EXCERPT TO READ:
'''

Be careful with those built-in sound cards.  They are really no more,
in most cases, than chips which are mounted onto the mother board and
they are only minimally compliant with any kind of sound card
standards.  That is part of using talking systems on some kinds of
older laptops.  The sound chip sets are usually proprietary mess of
some sort with window$ drivers written and compiled in-house by the
manufacturers.  

You would have to reverse-engineer those drivers, a rather complicated
process which either involves a very detailed knowledge of the
workings of the hardware components of a computer or a rather
spectacular understanding of artificial intelligence to make the
binaries into c or other language source code without having the
original symbol tables generated by the compilers  If you can do this,
go for it.

'''

RECORD EXTRACTS:
'''

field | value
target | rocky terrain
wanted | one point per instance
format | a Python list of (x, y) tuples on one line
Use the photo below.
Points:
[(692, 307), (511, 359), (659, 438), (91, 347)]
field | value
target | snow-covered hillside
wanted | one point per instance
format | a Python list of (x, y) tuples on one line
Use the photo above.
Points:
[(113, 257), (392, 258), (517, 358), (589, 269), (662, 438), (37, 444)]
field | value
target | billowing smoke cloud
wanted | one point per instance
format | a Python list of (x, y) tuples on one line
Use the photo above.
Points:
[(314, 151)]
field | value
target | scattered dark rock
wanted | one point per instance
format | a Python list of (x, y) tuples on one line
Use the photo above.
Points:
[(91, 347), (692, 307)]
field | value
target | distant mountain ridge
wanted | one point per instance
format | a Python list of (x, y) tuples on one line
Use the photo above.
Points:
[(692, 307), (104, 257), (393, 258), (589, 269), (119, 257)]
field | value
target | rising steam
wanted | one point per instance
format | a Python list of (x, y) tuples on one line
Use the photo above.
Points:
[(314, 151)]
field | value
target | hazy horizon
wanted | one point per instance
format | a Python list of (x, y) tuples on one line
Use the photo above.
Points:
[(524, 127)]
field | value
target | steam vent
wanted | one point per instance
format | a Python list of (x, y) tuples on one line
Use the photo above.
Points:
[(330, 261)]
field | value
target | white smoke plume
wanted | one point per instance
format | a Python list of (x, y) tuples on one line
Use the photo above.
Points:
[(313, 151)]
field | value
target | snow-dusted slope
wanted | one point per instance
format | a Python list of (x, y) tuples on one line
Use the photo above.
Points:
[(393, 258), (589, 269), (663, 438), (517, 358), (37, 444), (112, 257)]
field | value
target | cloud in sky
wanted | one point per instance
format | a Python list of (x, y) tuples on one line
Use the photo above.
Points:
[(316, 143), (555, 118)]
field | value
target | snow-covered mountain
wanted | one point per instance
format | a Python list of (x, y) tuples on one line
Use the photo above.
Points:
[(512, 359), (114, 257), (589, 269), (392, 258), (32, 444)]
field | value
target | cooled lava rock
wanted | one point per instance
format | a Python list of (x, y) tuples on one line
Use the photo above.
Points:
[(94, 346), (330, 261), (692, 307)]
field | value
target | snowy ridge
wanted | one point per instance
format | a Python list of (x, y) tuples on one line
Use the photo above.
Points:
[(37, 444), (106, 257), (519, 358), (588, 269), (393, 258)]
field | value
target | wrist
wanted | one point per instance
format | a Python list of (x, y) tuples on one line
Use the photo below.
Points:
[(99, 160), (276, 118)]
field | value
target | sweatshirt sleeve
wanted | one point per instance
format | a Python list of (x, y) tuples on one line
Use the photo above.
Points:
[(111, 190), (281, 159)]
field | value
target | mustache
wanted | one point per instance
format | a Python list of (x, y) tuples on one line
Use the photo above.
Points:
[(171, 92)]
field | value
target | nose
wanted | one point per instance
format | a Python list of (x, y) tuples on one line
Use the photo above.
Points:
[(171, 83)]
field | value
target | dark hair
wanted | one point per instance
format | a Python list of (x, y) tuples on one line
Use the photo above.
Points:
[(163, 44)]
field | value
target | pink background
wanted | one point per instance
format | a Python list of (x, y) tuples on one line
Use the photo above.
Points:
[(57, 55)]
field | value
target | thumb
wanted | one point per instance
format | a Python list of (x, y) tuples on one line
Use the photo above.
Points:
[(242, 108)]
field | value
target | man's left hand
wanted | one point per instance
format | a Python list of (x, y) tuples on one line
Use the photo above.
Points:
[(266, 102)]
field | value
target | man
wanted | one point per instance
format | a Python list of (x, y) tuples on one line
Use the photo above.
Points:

'''

TO BE DONE:
1 – In the note on built-in sound cards, who writes and compiles the drivers for the sound chip sets?
2 – Write out everything in the note on built-in sound cards from "Be careful with" down to "manufacturers.", keeping every word and mark unchanged.

SOLUTIONS TO THE PROBLEMS:
1 – The manufacturers write and compile them in-house.

2 –
Be careful with those built-in sound cards.  They are really no more,
in most cases, than chips which are mounted onto the mother board and
they are only minimally compliant with any kind of sound card
standards.  That is part of using talking systems on some kinds of
older laptops.  The sound chip sets are usually proprietary mess of
some sort with window$ drivers written and compiled in-house by the
manufacturers.